THE DATA:
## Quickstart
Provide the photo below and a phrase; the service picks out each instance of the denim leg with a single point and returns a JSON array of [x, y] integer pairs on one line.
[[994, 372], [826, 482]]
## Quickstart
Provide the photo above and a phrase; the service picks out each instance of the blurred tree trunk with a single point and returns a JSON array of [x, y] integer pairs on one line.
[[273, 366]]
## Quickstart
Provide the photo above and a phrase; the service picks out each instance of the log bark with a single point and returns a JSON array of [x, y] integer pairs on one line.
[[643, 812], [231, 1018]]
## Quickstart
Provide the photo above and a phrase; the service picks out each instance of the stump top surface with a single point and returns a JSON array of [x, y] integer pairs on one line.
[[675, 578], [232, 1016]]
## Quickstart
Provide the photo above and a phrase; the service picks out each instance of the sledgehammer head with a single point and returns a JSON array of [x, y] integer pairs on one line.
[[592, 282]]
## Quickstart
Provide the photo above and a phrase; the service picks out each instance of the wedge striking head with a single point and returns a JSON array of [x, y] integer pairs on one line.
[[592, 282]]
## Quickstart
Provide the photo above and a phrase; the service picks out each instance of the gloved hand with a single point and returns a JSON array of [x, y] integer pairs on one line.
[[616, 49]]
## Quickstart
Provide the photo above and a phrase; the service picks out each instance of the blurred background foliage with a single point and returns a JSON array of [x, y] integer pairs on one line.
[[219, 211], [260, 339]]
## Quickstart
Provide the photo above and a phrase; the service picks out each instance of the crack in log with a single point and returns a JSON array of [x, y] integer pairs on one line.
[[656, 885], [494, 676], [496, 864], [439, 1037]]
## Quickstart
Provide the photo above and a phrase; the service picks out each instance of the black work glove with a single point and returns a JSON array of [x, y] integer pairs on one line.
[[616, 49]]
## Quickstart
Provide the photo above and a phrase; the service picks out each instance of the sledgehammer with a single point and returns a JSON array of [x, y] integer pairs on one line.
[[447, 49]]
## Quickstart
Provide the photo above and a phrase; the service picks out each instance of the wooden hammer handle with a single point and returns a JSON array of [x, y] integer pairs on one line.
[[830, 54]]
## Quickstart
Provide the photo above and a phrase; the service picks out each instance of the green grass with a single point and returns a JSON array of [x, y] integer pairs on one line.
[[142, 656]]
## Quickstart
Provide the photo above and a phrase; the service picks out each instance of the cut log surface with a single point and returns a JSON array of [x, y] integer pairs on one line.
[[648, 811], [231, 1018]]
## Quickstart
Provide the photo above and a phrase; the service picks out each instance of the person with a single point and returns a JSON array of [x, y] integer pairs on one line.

INSTRUCTIONS FOR THE TASK: Output the full listing again with nothing altered.

OUTPUT FOR THIS TASK:
## Quickstart
Provide the photo below and a phrase; the service picks out each instance of the denim leg with a single point and returns a JSON array of [x, y] integer pairs on one line.
[[994, 372], [826, 482]]
## Quickstart
Provide the photo above and a phrase; the service picks out each instance of the blurred tree trunk with a single point and returns a JSON array of [x, y] integer pairs on one line.
[[273, 366]]
## Quickstart
Provide the photo above and a phrase; the service picks out each instance of the log bark with a single point and returns a JSON array of [x, y] integer pairs on one line.
[[643, 812], [231, 1018]]
## Quickstart
Provide the photo above and a phrase; the service picks out each instance of the stump top surface with a single point and returns a JSON array of [x, y] integer pairs on one line.
[[675, 578], [232, 1016]]
## Quickstart
Provide the photo above and a phrase; the service picks out each instance of the sledgehammer head with a single point and returns a JSON array of [x, y] integer pairs on one line.
[[592, 282]]
## Quickstart
Provide the photo above and a phrase; the service picks out each instance of the wedge striking head with a single point and returns a JSON array of [x, y] integer pairs on one line.
[[592, 282]]
## Quickstart
Provide the photo above and a phrase; the service picks out each instance of the gloved hand with a single point and returns a JSON array of [x, y] integer pairs on one line.
[[616, 49]]
## Quickstart
Provide the photo above and a phrase; the service picks out each instance of the blurred background foliage with a single point and returns a JSON array of [x, y] integer pairs on one line.
[[219, 211], [260, 339]]
## Quickstart
Provide the photo above and a phrase; the service picks out each instance of the crack in log with a single point and returns a JSON array of [x, y] integer pairs on one line.
[[656, 885], [494, 676], [496, 864], [439, 1037]]
## Quickstart
Provide the photo above and a phrase; the service picks out each instance of the black work glove with a single point and returns a JSON array of [x, y] integer pairs on one line.
[[616, 49]]
## Quickstart
Provide the photo above and a phrase; the service picks out each instance of the sledgehammer with a single point and returns a JSON array of [x, y] integer pairs on one line.
[[447, 49]]
## Quickstart
Provide the photo above and a phrase; the service picks out each instance of the wooden hammer handle with a single point and returns a JSON array of [x, y] integer pairs on one line.
[[830, 54]]
## Quickstart
Provide the photo above and a phrase; the service picks out each instance of the green grass with a single point and returns a JSON array of [x, y] integer pairs on one line.
[[142, 656]]
## Quickstart
Provide the photo above and a phrase; the service picks out each instance of the cut log surface with a single point and returns a JSON array of [x, y] integer pairs on one line.
[[648, 811], [231, 1018]]
## Quickstart
Provide the photo above and a phrase; the service picks out each instance of the person with a single point and returns a JSON array of [x, y] integer pairs on one line.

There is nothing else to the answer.